*SELECTED TEXT*.
↓↓↓

George N. Dale (February 19, 1834 – January 29, 1903) was a Vermont lawyer and politician who served as the 28th lieutenant governor of Vermont from 1870 to 1872. He was the father of Porter Hinman Dale, who served as a member of the United States House of Representatives and as a United States Senator.

Early life
George Needham Dale was born in Fairfax, Vermont on February 19, 1834. He was raised in Waitsfield and attended Thetford Academy. He studied law with Paul Dillingham and became an attorney. Dale settled in Essex County, first in Guildhall, and later in Island Pond.

Political career
A Republican, Dale served as Essex County State's Attorney from 1857 to 1860, and in the Vermont House of Representatives from 1860 to 1861.

In 1861, Dale was appointed Deputy U.S. Collector of Customs in Island Pond, and he served until 1866.

From 1866 to 1870, Dale served in the Vermont Senate, and was Senate President from 1869 to 1870.

↑↑↑

*INFORMATION PROVIDED*.
↓↓↓

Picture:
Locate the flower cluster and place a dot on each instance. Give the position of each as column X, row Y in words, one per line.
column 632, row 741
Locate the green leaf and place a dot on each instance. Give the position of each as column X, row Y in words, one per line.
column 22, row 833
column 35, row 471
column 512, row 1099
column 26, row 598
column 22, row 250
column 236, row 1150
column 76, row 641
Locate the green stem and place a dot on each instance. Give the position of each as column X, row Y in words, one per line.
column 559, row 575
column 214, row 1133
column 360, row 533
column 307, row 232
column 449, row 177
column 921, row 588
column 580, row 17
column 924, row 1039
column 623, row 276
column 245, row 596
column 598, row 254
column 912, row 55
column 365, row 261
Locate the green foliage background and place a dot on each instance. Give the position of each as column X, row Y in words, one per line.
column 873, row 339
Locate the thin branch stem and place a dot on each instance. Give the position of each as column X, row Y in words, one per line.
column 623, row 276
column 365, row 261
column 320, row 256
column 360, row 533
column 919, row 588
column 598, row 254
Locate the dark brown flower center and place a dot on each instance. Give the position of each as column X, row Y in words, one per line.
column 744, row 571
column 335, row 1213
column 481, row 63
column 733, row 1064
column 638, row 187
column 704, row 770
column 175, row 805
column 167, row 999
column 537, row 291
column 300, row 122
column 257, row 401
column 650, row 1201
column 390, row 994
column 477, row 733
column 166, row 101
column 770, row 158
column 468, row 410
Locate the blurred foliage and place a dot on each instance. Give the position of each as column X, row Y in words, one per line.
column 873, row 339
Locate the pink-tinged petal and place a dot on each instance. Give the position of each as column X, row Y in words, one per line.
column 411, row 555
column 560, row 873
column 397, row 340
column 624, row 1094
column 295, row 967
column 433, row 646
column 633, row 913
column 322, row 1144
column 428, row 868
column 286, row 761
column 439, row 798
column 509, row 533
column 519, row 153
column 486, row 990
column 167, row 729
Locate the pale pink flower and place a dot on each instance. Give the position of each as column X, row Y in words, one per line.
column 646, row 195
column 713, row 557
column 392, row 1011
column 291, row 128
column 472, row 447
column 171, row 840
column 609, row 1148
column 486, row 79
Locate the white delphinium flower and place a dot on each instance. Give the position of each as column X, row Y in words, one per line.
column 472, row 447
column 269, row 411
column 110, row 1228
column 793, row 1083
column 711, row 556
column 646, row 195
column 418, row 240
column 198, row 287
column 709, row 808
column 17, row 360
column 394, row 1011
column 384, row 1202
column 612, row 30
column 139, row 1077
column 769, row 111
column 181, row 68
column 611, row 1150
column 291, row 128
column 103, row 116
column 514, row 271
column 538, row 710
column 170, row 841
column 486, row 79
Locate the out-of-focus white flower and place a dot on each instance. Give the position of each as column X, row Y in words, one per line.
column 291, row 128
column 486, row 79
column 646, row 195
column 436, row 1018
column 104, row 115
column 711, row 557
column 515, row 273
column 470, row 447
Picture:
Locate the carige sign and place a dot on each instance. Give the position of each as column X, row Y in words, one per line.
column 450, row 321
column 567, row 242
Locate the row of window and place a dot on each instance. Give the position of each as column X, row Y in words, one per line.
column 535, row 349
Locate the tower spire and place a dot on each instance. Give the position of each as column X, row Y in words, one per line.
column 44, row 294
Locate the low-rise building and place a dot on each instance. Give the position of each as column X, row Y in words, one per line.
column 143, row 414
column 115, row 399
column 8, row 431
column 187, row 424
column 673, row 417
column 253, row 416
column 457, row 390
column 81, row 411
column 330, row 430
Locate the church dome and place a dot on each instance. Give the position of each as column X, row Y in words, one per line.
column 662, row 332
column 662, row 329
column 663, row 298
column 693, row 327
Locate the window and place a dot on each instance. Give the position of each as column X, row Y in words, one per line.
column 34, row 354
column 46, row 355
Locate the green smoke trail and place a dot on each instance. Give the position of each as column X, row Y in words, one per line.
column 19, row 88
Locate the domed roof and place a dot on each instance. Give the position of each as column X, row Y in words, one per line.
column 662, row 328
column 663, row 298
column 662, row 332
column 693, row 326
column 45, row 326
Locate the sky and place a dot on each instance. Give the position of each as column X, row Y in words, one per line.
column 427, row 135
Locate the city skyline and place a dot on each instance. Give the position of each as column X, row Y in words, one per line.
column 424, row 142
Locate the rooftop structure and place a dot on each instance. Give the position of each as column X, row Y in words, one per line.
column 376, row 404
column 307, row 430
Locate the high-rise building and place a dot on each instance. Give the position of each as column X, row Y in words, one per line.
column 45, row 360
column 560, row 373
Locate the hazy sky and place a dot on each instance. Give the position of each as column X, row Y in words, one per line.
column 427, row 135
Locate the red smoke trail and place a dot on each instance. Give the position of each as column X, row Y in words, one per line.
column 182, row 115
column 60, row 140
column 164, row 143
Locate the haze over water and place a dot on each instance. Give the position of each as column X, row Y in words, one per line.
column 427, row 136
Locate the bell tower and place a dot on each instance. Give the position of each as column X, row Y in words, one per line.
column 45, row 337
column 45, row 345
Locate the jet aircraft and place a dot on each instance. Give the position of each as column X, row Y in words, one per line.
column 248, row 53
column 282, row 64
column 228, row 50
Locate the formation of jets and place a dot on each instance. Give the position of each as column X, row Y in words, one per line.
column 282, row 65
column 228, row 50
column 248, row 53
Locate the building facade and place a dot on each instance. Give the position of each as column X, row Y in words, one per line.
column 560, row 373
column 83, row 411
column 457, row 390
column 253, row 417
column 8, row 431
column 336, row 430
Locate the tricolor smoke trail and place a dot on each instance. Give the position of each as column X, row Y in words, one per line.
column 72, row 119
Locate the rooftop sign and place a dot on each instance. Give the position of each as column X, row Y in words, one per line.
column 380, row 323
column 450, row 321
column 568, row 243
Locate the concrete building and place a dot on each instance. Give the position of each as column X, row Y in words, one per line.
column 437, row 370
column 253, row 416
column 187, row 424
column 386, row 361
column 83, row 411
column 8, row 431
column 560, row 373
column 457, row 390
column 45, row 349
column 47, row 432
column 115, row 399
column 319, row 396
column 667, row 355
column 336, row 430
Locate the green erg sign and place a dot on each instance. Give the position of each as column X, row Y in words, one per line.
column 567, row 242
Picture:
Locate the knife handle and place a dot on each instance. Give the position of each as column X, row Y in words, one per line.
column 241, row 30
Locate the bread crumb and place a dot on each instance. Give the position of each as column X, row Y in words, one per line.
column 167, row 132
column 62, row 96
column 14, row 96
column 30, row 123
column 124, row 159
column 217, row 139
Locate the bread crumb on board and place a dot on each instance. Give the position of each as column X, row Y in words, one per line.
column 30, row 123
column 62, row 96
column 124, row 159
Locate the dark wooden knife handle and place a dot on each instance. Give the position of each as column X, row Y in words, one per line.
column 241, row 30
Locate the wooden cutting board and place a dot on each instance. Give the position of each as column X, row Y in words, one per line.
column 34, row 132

↑↑↑

*CHALLENGES*.
**a.** Repeat the entire text about George N. Dale word for word.
**b.** Reproduce the records word for word, starting at their first line and ending at the line containing "column 76, row 641".

*FINAL RESULTS*.
**a.**
George N. Dale (February 19, 1834 – January 29, 1903) was a Vermont lawyer and politician who served as the 28th lieutenant governor of Vermont from 1870 to 1872. He was the father of Porter Hinman Dale, who served as a member of the United States House of Representatives and as a United States Senator.

Early life
George Needham Dale was born in Fairfax, Vermont on February 19, 1834. He was raised in Waitsfield and attended Thetford Academy. He studied law with Paul Dillingham and became an attorney. Dale settled in Essex County, first in Guildhall, and later in Island Pond.

Political career
A Republican, Dale served as Essex County State's Attorney from 1857 to 1860, and in the Vermont House of Representatives from 1860 to 1861.

In 1861, Dale was appointed Deputy U.S. Collector of Customs in Island Pond, and he served until 1866.

From 1866 to 1870, Dale served in the Vermont Senate, and was Senate President from 1869 to 1870.

**b.**
Picture:
Locate the flower cluster and place a dot on each instance. Give the position of each as column X, row Y in words, one per line.
column 632, row 741
Locate the green leaf and place a dot on each instance. Give the position of each as column X, row Y in words, one per line.
column 22, row 833
column 35, row 471
column 512, row 1099
column 26, row 598
column 22, row 250
column 236, row 1150
column 76, row 641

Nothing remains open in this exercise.